→ Document segment:
That’s very well put. That’s a really good question, and I don’t really know if I have a really good answer for that. It just kind of happened that way. It mirrors the social history of the United States. As you were alluding to it comes from Africa originally, and when African Americans were in slavery they would play these instruments. Drums were outlawed because you could communicate with them, but instruments were allowed to remain. There’s a picture in Colonial Williamsburg, of a slave dance from 1780 in South Carolina, and one of the musicians is this gentleman holding a gourd, a banza it was called, with a short string like we associate with five string banjos today.  So as early as the 1780s, obviously before that, they were playing this instrument as a way of keeping their legs and bodies together under the oppression of slavery.  Then it was picked up by the whites in the 1840s, and became an integral part of the Minstrel Show for many years, then became a parlor instrument in the late 1800s/early 1900s, for sophisticated members of society. Some of the very first recordings of any sort from the late 1800s/early 1900s were of banjo music. So it’s something about the sound of the instrument. I’ve done a lot of interviews with other banjo players for various projects I’ve done, and it’s the same for me, when people say, “Why did you pick up the banjo?” “Well, it was the sound of it.” And for me I was fourteen years old, and first heard the Kingston Trio, a tune called “M.T.A.” and there was this bright, exciting, fast sound, and it just grabbed me, and that’s true for many other people. That’s kind of the sound that even though, as Steve Martin said in a comedy routine, “It’s a happy instrument, you can’t be sad when you hear the banjo.” But then in more recent times, and he knew this all along he said, “There’s a melancholy about it.” And there is, there can be aside from all that, a happy sound, and you can play some very melancholy music on it. So there’s a depth to the instrument. And even because it’s round, there’s something iconic about something that is round (Laughs). It’s like Bluegrass music also, which is one way the banjo is used: It’s never going to hit the top of the charts, and you won’t see the Banjo Instrumental Award on the evening Grammys right after Beyonce or anything, but through thick and thin it’s been there.

That went into my next question. What about the banjo has kept you around? Why do you love it and keep coming back to it?

→ Given records:
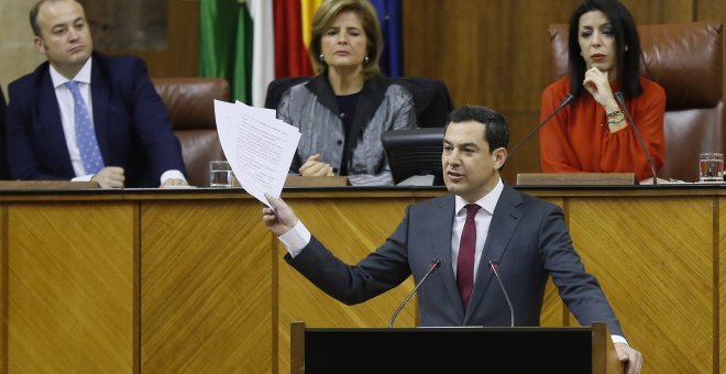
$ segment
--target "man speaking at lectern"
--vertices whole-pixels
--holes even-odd
[[[418,288],[421,326],[539,326],[551,275],[580,323],[606,322],[627,372],[639,373],[641,355],[627,344],[597,279],[585,272],[562,210],[502,180],[508,142],[498,112],[475,106],[452,111],[441,154],[450,194],[409,206],[396,231],[356,265],[338,260],[282,199],[267,196],[276,213],[263,208],[263,220],[289,252],[285,260],[348,305],[409,275],[418,284],[430,274]],[[435,273],[428,272],[432,258],[441,263]]]

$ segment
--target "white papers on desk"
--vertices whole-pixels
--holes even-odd
[[[278,198],[300,141],[297,128],[276,118],[275,110],[243,102],[215,100],[222,151],[248,194],[270,207],[265,194]]]

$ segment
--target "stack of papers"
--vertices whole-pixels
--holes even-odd
[[[240,186],[272,206],[265,194],[279,198],[295,156],[300,132],[276,118],[273,109],[215,100],[222,151]]]

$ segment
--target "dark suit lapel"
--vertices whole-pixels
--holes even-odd
[[[431,213],[431,230],[429,231],[433,243],[433,253],[441,260],[439,272],[441,282],[446,289],[447,297],[452,306],[455,306],[457,314],[461,318],[464,316],[464,307],[461,305],[459,288],[457,287],[457,277],[453,274],[451,264],[451,235],[453,230],[454,217],[454,196],[449,195],[439,202],[438,211]]]
[[[493,282],[496,282],[494,273],[490,272],[490,261],[498,262],[506,252],[507,243],[509,243],[521,217],[521,210],[517,208],[521,202],[519,193],[515,191],[514,188],[505,183],[499,201],[497,201],[496,208],[494,208],[490,232],[486,235],[486,242],[482,250],[482,257],[479,262],[476,280],[474,282],[474,289],[470,301],[470,310],[476,308],[482,302],[486,289]],[[464,323],[466,323],[471,315],[468,314]]]
[[[41,78],[37,81],[37,122],[40,129],[33,129],[33,132],[48,136],[52,141],[52,150],[48,150],[56,155],[57,160],[63,164],[66,175],[75,176],[76,173],[70,164],[70,154],[66,145],[66,135],[63,132],[63,123],[61,122],[61,108],[58,108],[58,98],[55,96],[55,88],[53,87],[53,79],[51,79],[51,70],[47,64],[41,68]],[[40,68],[38,68],[40,69]],[[57,141],[56,141],[57,140]],[[43,151],[37,151],[43,152]]]
[[[94,55],[91,64],[91,100],[94,102],[94,130],[98,147],[101,151],[103,163],[109,166],[111,162],[111,136],[109,134],[109,103],[111,101],[111,87],[102,72],[103,62]]]

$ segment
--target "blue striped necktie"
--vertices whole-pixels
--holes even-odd
[[[96,132],[91,125],[90,116],[88,116],[88,107],[80,96],[78,82],[68,80],[66,87],[73,94],[73,119],[74,129],[76,130],[76,145],[80,151],[80,161],[84,164],[86,174],[96,174],[105,167],[101,151],[98,148],[98,141],[96,140]]]

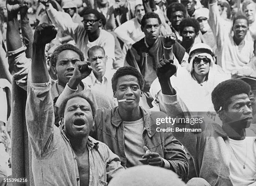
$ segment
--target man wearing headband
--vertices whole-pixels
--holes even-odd
[[[171,77],[172,85],[190,111],[213,111],[211,93],[230,76],[215,64],[212,49],[206,44],[197,43],[191,48],[189,62],[186,68],[178,66],[177,76]],[[152,83],[153,87],[159,87],[156,84],[159,84],[157,79]]]
[[[169,80],[176,72],[175,65],[166,61],[158,65],[157,71],[168,115],[174,116],[173,109],[178,104],[181,117],[193,118],[186,117],[191,113],[184,112],[187,110],[180,103],[179,92]],[[197,176],[210,185],[255,185],[256,138],[247,129],[252,121],[250,91],[250,86],[239,79],[226,80],[214,88],[212,100],[222,126],[203,116],[199,117],[203,121],[198,125],[190,122],[172,125],[175,129],[174,135],[193,157]],[[190,132],[184,128],[202,130]]]

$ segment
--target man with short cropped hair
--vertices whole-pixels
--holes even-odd
[[[217,1],[210,0],[209,3],[209,23],[216,41],[217,63],[230,74],[248,64],[253,56],[253,42],[245,39],[249,21],[238,15],[233,20],[233,25],[228,24],[220,17]]]
[[[88,51],[88,57],[92,70],[82,82],[92,89],[107,96],[117,106],[116,99],[113,97],[111,83],[111,79],[116,71],[114,69],[106,70],[108,56],[104,49],[100,46],[93,46]]]
[[[149,89],[156,78],[156,66],[163,56],[166,54],[169,56],[168,58],[173,59],[174,54],[178,62],[181,63],[185,54],[185,49],[177,42],[175,42],[174,36],[160,36],[161,23],[158,15],[155,13],[148,12],[144,15],[141,28],[145,36],[128,50],[125,61],[124,66],[136,68],[145,80],[143,94],[146,97],[143,97],[142,103],[145,108],[152,107],[153,98],[149,94]]]
[[[104,48],[109,58],[107,64],[108,69],[120,66],[115,62],[114,37],[101,28],[103,19],[105,19],[102,13],[96,10],[87,9],[84,13],[82,23],[78,24],[74,23],[65,13],[57,11],[48,0],[41,1],[41,3],[46,6],[51,20],[54,25],[70,34],[77,47],[82,51],[85,59],[87,58],[88,50],[99,45]]]
[[[60,107],[60,127],[54,125],[52,82],[44,51],[56,33],[53,26],[44,23],[36,27],[34,35],[26,106],[34,182],[36,186],[106,185],[124,168],[105,144],[89,136],[96,109],[91,92],[66,98]],[[86,63],[77,65],[82,73],[91,70]]]
[[[181,117],[195,119],[191,117],[193,113],[185,112],[187,109],[171,84],[170,77],[176,72],[175,66],[166,60],[158,65],[157,70],[168,116],[178,114]],[[250,91],[250,86],[239,79],[225,81],[215,88],[212,100],[222,126],[204,115],[199,116],[203,121],[196,124],[184,122],[172,125],[174,129],[182,129],[182,131],[175,129],[174,135],[192,156],[197,176],[210,185],[255,183],[256,138],[247,129],[252,120]],[[173,109],[176,107],[179,107],[180,110],[174,115]],[[182,131],[182,128],[202,130],[191,132]]]
[[[171,132],[160,130],[168,128],[170,123],[156,125],[166,115],[149,112],[139,105],[144,83],[141,73],[131,66],[121,67],[114,74],[112,83],[118,106],[97,110],[93,136],[118,155],[124,167],[148,164],[172,170],[184,180],[187,159],[181,144]],[[57,102],[61,102],[70,94],[64,90]]]
[[[182,37],[181,45],[187,53],[189,53],[195,39],[198,36],[200,28],[199,23],[193,18],[185,18],[180,23],[179,31]]]

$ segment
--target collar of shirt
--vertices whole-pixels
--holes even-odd
[[[158,38],[157,38],[156,39],[156,41],[155,41],[155,43],[154,43],[154,44],[153,45],[154,45],[155,44],[156,44],[156,43],[157,42],[157,41],[159,39],[159,37]],[[150,47],[148,46],[148,45],[147,43],[147,42],[146,41],[146,37],[145,38],[144,38],[144,43],[145,43],[145,45],[146,46],[146,47],[148,48],[148,47]]]
[[[104,84],[106,83],[108,83],[108,79],[105,76],[105,75],[103,76],[103,77],[102,77],[102,82],[100,82],[98,79],[97,79],[95,76],[95,75],[94,75],[94,73],[92,71],[91,73],[91,78],[92,79],[92,85],[94,85],[96,83],[97,84]]]

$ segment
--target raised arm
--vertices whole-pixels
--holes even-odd
[[[36,28],[31,65],[33,83],[46,83],[49,80],[44,50],[45,45],[54,39],[56,34],[54,26],[47,23],[39,25]]]
[[[0,31],[0,43],[3,41],[3,35]],[[0,78],[7,79],[10,83],[12,83],[12,75],[9,71],[8,69],[9,66],[6,57],[6,53],[4,50],[2,45],[0,45]]]
[[[83,28],[82,23],[80,26],[79,24],[74,23],[68,13],[57,11],[49,1],[49,0],[40,0],[45,6],[51,20],[56,27],[67,31],[73,38],[75,38],[76,30],[79,26]]]
[[[31,81],[26,105],[26,122],[28,136],[36,157],[41,157],[53,150],[54,115],[51,94],[51,81],[44,56],[45,45],[54,38],[57,31],[47,23],[38,26],[35,31],[31,64]],[[47,148],[46,148],[46,147]]]
[[[16,84],[27,91],[28,74],[31,60],[26,57],[26,47],[22,45],[19,32],[18,13],[21,6],[14,2],[6,2],[8,12],[6,44],[9,70]]]
[[[24,6],[20,9],[20,28],[23,38],[23,43],[27,47],[27,49],[25,51],[26,57],[31,59],[32,56],[33,32],[28,17],[28,8],[27,5]]]
[[[128,20],[124,23],[117,27],[114,31],[118,38],[121,39],[124,43],[126,43],[128,46],[131,46],[135,43],[135,41],[130,36],[132,31],[131,29],[133,28],[133,27],[129,27],[131,24],[130,21],[131,21]]]
[[[224,39],[224,32],[229,32],[230,28],[225,26],[225,21],[220,17],[216,0],[210,0],[209,2],[209,24],[213,33],[218,47],[221,47]],[[228,27],[229,27],[229,26]]]
[[[171,61],[164,60],[157,65],[156,73],[163,93],[163,101],[167,115],[173,118],[191,118],[191,113],[185,104],[177,96],[175,89],[172,87],[170,77],[176,72],[176,67]],[[176,128],[179,129],[202,128],[200,125],[191,125],[190,122],[174,122],[172,127],[174,129],[172,134],[182,144],[187,148],[193,157],[197,157],[197,153],[200,152],[205,140],[206,130],[198,134],[190,132],[176,131]],[[203,124],[204,124],[204,122]]]

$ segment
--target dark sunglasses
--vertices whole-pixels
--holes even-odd
[[[210,63],[211,62],[211,59],[207,57],[204,57],[203,58],[199,58],[196,57],[193,61],[193,63],[195,64],[200,64],[201,63],[201,60],[203,60],[205,64],[207,64],[207,63]]]
[[[99,19],[88,19],[88,20],[82,20],[82,22],[84,24],[87,24],[87,23],[89,23],[89,24],[92,24],[96,22],[96,21],[98,21]]]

→ Exercise set:
1) Do the following statements agree with the banjo interview? For each, answer yes or no and quote the words from the interview that decide it.
(a) Drums were outlawed because people could use them to communicate.
(b) The speaker first heard the Kingston Trio at age sixteen.
(c) Whites picked up the banjo in the 1840s.
2) In the banjo interview, why does the speaker say there is "a depth to the instrument"? Answer in one to three sentences.

→ List of solutions:
1)
(a) Yes: "Drums were outlawed because you could communicate with them"
(b) No: "I was fourteen years old, and first heard the Kingston Trio"
(c) Yes: "Then it was picked up by the whites in the 1840s"

2) The banjo can produce a happy sound, and it can also be used to play very melancholy music. Because it can do both, the speaker says it has depth.